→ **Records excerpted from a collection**
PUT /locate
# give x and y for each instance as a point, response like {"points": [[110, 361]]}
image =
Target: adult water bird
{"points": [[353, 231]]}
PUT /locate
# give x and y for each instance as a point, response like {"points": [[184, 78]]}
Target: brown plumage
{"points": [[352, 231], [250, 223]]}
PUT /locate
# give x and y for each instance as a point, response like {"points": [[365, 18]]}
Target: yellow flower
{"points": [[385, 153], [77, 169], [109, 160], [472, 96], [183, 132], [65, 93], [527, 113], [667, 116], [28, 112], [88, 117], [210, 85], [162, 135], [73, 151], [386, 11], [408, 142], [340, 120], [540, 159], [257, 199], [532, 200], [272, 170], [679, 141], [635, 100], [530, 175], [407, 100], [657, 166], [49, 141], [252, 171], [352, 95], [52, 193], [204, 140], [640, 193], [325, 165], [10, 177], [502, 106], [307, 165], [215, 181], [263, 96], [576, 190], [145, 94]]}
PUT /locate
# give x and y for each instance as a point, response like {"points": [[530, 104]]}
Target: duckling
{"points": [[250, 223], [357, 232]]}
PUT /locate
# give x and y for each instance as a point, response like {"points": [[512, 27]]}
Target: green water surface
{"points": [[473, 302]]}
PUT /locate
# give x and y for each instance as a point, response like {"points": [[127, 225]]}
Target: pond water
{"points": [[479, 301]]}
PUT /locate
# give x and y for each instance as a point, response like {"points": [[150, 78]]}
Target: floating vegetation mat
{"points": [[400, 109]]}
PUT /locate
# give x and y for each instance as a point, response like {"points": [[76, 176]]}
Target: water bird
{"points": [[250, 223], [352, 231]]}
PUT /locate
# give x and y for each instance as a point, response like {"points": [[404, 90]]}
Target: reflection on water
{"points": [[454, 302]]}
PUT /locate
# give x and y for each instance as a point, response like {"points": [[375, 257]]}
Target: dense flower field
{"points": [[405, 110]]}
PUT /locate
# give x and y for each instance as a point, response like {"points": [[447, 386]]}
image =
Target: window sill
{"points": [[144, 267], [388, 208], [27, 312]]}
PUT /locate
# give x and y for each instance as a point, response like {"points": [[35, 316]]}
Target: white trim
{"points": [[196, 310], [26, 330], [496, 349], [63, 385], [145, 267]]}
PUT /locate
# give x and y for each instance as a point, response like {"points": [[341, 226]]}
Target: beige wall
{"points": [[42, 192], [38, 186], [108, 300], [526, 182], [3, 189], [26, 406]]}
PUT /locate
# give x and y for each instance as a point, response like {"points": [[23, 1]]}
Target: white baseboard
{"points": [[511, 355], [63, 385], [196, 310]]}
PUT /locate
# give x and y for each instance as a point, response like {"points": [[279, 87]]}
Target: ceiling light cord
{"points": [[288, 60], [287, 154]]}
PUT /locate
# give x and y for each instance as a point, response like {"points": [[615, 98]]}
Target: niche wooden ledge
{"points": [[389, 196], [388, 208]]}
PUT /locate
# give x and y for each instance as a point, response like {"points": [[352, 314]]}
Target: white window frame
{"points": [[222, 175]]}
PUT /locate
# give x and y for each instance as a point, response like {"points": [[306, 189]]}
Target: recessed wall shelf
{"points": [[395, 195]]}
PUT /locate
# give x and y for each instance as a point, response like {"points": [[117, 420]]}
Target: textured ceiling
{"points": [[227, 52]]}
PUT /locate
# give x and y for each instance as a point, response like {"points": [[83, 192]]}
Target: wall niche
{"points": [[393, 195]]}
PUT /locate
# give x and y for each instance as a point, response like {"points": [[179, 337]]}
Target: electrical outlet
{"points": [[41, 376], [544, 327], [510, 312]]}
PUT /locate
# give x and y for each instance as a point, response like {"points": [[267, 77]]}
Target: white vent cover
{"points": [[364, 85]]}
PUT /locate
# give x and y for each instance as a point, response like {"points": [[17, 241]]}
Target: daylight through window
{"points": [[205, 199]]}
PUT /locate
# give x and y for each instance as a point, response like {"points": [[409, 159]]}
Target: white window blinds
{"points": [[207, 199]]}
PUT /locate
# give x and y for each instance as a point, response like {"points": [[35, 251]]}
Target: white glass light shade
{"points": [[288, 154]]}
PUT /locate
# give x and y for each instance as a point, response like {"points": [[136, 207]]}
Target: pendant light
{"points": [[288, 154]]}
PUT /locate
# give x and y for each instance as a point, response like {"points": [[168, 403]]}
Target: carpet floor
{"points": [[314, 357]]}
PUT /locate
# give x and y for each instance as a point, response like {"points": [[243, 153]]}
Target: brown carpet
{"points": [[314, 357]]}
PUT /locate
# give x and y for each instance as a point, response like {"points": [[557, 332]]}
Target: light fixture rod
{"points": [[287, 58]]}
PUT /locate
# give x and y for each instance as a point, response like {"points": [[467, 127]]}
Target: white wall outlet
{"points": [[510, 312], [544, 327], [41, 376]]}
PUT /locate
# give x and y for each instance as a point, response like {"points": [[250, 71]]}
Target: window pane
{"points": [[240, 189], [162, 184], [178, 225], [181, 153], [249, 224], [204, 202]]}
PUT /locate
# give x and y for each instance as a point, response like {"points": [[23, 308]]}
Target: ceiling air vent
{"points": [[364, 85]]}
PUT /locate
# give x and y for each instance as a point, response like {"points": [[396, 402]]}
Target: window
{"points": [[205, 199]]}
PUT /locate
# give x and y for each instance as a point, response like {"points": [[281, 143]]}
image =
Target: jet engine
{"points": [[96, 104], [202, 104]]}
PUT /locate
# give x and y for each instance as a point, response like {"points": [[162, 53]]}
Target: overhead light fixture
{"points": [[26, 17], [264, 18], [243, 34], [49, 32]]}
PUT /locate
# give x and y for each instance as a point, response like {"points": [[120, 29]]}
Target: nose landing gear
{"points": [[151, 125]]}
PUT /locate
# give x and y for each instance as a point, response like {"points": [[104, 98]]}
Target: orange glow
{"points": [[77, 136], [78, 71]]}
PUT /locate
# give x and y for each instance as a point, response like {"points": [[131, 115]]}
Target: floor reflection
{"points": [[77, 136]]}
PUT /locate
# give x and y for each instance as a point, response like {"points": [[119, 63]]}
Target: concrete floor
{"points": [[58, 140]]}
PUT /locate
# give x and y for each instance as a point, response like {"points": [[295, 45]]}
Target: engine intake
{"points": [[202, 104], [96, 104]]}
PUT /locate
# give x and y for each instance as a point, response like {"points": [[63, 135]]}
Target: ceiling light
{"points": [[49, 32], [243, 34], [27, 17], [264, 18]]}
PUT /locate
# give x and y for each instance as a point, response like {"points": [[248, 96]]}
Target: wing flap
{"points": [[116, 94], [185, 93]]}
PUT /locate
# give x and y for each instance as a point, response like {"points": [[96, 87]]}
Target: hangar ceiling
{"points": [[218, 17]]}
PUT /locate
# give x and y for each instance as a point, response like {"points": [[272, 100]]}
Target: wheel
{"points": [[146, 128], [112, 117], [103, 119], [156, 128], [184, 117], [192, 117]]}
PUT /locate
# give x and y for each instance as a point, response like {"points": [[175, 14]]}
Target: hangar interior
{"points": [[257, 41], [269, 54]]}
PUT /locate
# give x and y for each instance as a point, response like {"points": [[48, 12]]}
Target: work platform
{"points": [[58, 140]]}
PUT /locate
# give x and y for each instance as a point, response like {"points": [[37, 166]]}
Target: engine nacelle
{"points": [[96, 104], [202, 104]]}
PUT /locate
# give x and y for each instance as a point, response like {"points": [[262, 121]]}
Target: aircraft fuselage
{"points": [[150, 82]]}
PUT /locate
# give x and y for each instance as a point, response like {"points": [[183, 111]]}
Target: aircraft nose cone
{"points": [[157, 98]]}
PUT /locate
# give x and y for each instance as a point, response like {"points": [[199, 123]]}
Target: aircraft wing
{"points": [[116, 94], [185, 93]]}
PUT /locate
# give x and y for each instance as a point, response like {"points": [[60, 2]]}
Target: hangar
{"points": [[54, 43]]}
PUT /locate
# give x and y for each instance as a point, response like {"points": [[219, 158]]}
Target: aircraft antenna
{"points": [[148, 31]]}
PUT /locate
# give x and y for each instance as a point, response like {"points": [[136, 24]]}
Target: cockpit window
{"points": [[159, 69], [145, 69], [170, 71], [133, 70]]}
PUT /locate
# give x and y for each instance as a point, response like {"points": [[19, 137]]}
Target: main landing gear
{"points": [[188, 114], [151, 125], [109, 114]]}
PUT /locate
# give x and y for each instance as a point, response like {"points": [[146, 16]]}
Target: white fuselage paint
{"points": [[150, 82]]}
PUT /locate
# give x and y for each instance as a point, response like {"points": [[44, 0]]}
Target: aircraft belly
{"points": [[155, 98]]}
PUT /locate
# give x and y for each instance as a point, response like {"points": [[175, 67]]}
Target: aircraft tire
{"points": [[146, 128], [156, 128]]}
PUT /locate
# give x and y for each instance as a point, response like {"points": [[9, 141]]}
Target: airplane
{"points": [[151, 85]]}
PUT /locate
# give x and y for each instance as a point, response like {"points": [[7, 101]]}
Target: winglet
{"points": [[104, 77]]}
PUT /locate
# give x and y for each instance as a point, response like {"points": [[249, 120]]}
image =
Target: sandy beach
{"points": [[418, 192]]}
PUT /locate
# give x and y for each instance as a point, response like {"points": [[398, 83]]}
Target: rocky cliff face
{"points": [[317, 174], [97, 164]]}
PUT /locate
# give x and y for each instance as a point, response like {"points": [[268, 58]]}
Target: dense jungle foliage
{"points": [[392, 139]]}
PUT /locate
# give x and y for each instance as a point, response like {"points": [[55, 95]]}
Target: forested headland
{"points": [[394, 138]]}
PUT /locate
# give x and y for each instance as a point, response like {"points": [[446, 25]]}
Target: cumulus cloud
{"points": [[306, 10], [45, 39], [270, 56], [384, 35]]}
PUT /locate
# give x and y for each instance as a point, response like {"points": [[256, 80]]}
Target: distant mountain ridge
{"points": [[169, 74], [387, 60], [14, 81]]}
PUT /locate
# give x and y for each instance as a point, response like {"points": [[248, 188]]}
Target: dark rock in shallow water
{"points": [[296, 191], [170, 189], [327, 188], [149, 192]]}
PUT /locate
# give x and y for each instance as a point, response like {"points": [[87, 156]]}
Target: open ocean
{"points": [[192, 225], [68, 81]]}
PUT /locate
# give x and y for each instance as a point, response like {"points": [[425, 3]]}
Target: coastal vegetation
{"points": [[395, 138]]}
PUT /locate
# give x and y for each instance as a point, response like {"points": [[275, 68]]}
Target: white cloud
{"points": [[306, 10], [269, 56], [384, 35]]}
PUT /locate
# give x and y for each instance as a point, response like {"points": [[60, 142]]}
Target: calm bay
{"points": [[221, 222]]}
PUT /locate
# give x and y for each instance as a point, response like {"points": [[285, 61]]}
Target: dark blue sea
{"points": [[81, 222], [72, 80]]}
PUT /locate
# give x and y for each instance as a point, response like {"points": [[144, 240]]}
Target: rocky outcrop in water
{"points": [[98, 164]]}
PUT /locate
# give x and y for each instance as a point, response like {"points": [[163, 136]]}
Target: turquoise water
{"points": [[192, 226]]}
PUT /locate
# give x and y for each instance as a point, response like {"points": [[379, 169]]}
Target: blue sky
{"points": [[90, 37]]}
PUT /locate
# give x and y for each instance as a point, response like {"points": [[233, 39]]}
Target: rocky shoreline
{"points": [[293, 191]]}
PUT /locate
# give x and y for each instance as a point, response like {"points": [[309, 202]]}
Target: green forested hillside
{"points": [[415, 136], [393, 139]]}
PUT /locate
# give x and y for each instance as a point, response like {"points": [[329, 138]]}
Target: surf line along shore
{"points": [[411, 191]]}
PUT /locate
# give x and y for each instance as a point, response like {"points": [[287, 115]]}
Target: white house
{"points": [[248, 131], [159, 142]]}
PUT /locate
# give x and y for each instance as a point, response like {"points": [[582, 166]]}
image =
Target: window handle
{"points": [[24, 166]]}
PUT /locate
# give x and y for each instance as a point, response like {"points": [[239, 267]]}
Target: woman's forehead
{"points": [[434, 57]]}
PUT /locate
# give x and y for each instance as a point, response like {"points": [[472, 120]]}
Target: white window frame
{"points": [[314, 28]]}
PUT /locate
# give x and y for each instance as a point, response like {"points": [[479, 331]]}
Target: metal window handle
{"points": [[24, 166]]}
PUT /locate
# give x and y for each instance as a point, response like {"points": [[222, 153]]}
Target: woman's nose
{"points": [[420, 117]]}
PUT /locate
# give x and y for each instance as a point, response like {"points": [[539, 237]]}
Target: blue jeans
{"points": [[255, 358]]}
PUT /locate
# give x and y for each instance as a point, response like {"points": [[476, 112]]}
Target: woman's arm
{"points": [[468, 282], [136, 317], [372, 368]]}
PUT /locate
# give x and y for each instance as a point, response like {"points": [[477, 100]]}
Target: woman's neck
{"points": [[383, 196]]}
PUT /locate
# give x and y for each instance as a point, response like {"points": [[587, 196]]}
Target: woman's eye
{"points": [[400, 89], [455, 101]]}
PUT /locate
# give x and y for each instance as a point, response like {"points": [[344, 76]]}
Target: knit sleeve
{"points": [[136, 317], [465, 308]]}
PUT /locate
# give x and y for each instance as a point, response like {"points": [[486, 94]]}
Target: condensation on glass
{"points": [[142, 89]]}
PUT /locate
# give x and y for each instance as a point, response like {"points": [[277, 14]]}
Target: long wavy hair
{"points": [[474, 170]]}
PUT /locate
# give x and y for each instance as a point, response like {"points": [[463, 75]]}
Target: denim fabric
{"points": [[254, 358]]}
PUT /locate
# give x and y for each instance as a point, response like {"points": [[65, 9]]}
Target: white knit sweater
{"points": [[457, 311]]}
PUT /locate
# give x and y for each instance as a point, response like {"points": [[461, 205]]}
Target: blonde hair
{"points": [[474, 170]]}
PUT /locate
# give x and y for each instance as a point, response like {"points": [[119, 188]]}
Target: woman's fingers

→ **Request**
How many lines in the data above contain the string "fixture"? Reply with the number only.

→ **Result below**
2